IL BRANO
——————

All’aeroporto di Zurigo, su suggerimento della Farnesina, si rivolge alla Polizia locale che promette di contattare la Dignitas, ma ciò non avviene. Un’ultima telefonata di Alessandra ai suoi conferma l’inesorabilità della sua decisione: persino il conto della clinica, di circa 10.000 euro, è già stato saldato. Il suo passaggio dalla vita e alla morte viene “pianificato” in soli 3 giorni: arrivo lunedì 25 marzo, sistemazione in albergo il martedì, mercoledì incontro col dottore e giovedì arrivo nella clinica della morte per non tornare mai più. Sconcertante il modo in cui vengono “avvisati” i parenti, dopo aver fatto tutto il possibile per salvarla: alla famiglia infatti verranno recapitate le sue ceneri con un biglietto d’addio.
Ma uno degli aspetti più inquietanti della vicenda e su cui sta indagando la Procura di Catania è il rinvenimento, tra i documenti di Alessandra, di un articolo di Emilio Coveri, presidente di Exit, un’associazione italiana “per il diritto a una morte dignitosa” in stretto rapporto con la Dignitas. Un articolo che è un dettagliatissimo racconto, risalente al gennaio 2018, sul periodico inviato ai soci di Exit, in cui Coveri riferisce di una telefonata ricevuta da una certa Alessandra di Paternò. «È sola e i suoi parenti non accettano che lei voglia andare a morire in Svizzera», si legge sull’articolo in questione. «Ogni tanto lei mette davanti il fatto che è credente» ma dopo una lunga telefonata con Coveri, pare cambiare idea e non tentennare più. Il presidente di Exit chiosa: «Mi sento felice. Ha prevalso la mia teoria. La vita è nostra, di nessun altro. Tantomeno di quel Dio che vuole farci soffrire inutilmente e di tutta la sua banda».
Per non parlare poi dell’incredibile scambio di mail, finito agli atti, tra la Dignitas e Alessandra. Come la comunicazione di un anno fa in cui la clinica chiede alcuni documenti alla donna e il chiarimento su un referto medico che attesterebbe che il dolore legato alla nevralgia sarebbe del tutto sparito. Insomma uno stato di salute buono che non giustificherebbe in alcun modo il suo disperato gesto. Pertanto la Dignitas sollecita Alessandra a farsi dichiarare per iscritto dal suo neurologo «che il dolore purtroppo è tornato o riapparirà imperterrito». Una comunicazione sospetta al punto da aver portato la Procura di Catania, subito dopo la morte della donna, a ordinare il sequestro dei suoi beni perché i pm temono che abbia intestato tutti i suoi averi alla clinica stessa.
Una vicenda terribile che ci auguriamo possa influire sulla discussione parlamentare sull’eutanasia, proposta dai 5 stelle, dato che con la eventuale legalizzazione dell’eutanasia è in ballo il futuro di ciascuno di noi che, a quanto pare, rischia di essere in mani sempre meno sicure.

——————

Voci dei dati raccolti
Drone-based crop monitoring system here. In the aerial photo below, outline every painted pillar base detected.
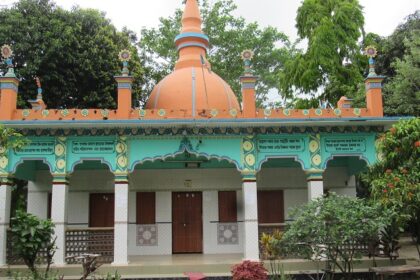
[0,185,12,266]
[51,182,69,265]
[242,181,260,261]
[112,183,129,265]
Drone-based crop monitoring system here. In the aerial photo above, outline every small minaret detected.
[115,50,133,119]
[365,46,385,117]
[0,45,19,120]
[240,50,258,118]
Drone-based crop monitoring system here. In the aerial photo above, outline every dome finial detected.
[175,0,209,69]
[181,0,203,33]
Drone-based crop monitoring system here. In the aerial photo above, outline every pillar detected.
[307,170,324,201]
[365,53,385,117]
[242,176,260,261]
[113,175,129,265]
[115,76,133,119]
[0,74,19,120]
[26,181,48,220]
[240,50,258,118]
[51,177,69,265]
[0,177,12,267]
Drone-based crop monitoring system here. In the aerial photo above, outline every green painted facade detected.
[0,124,380,179]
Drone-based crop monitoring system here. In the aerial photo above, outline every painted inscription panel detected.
[258,137,305,154]
[72,141,115,154]
[15,141,55,156]
[325,138,366,153]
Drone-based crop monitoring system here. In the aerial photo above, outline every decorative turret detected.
[175,0,209,70]
[241,50,258,118]
[146,0,240,118]
[0,45,19,120]
[28,77,47,111]
[115,50,133,119]
[365,46,385,117]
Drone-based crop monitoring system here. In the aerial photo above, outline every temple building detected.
[0,0,397,272]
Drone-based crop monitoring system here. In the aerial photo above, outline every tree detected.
[0,125,28,151]
[384,29,420,116]
[139,0,290,105]
[0,0,141,108]
[364,118,420,256]
[279,193,390,279]
[280,0,366,103]
[11,211,55,279]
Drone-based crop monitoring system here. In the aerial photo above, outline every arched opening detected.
[257,158,308,235]
[68,160,115,228]
[324,156,368,196]
[129,151,243,255]
[11,160,52,219]
[66,160,116,263]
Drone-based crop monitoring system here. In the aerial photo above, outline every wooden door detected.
[89,193,114,227]
[172,192,203,254]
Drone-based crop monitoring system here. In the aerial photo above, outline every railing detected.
[66,228,114,264]
[6,229,47,265]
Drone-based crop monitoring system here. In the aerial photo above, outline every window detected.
[219,191,237,223]
[136,192,156,225]
[258,191,284,224]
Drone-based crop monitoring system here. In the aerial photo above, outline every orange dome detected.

——————

COSA SI CHIEDE
**a)** Aggiorna il brano da "Per non parlare" fino a "alla clinica stessa." compreso, mettendo "medico curante" al posto di "neurologo", e riscrivi quel pezzo.
**b)** Rispondi a queste domande sul brano:
(i) A quanto ammontava il conto della clinica?
(ii) Chi è il presidente di Exit?
(iii) A quando risale l'articolo trovato tra i documenti di Alessandra?
Per questo esercizio le righe non servono.

RISPOSTE ALLE CONSEGNE
**a)**
Per non parlare poi dell’incredibile scambio di mail, finito agli atti, tra la Dignitas e Alessandra. Come la comunicazione di un anno fa in cui la clinica chiede alcuni documenti alla donna e il chiarimento su un referto medico che attesterebbe che il dolore legato alla nevralgia sarebbe del tutto sparito. Insomma uno stato di salute buono che non giustificherebbe in alcun modo il suo disperato gesto. Pertanto la Dignitas sollecita Alessandra a farsi dichiarare per iscritto dal suo medico curante «che il dolore purtroppo è tornato o riapparirà imperterrito». Una comunicazione sospetta al punto da aver portato la Procura di Catania, subito dopo la morte della donna, a ordinare il sequestro dei suoi beni perché i pm temono che abbia intestato tutti i suoi averi alla clinica stessa.

**b)**
(i) Circa 10.000 euro.
(ii) Emilio Coveri.
(iii) A gennaio 2018.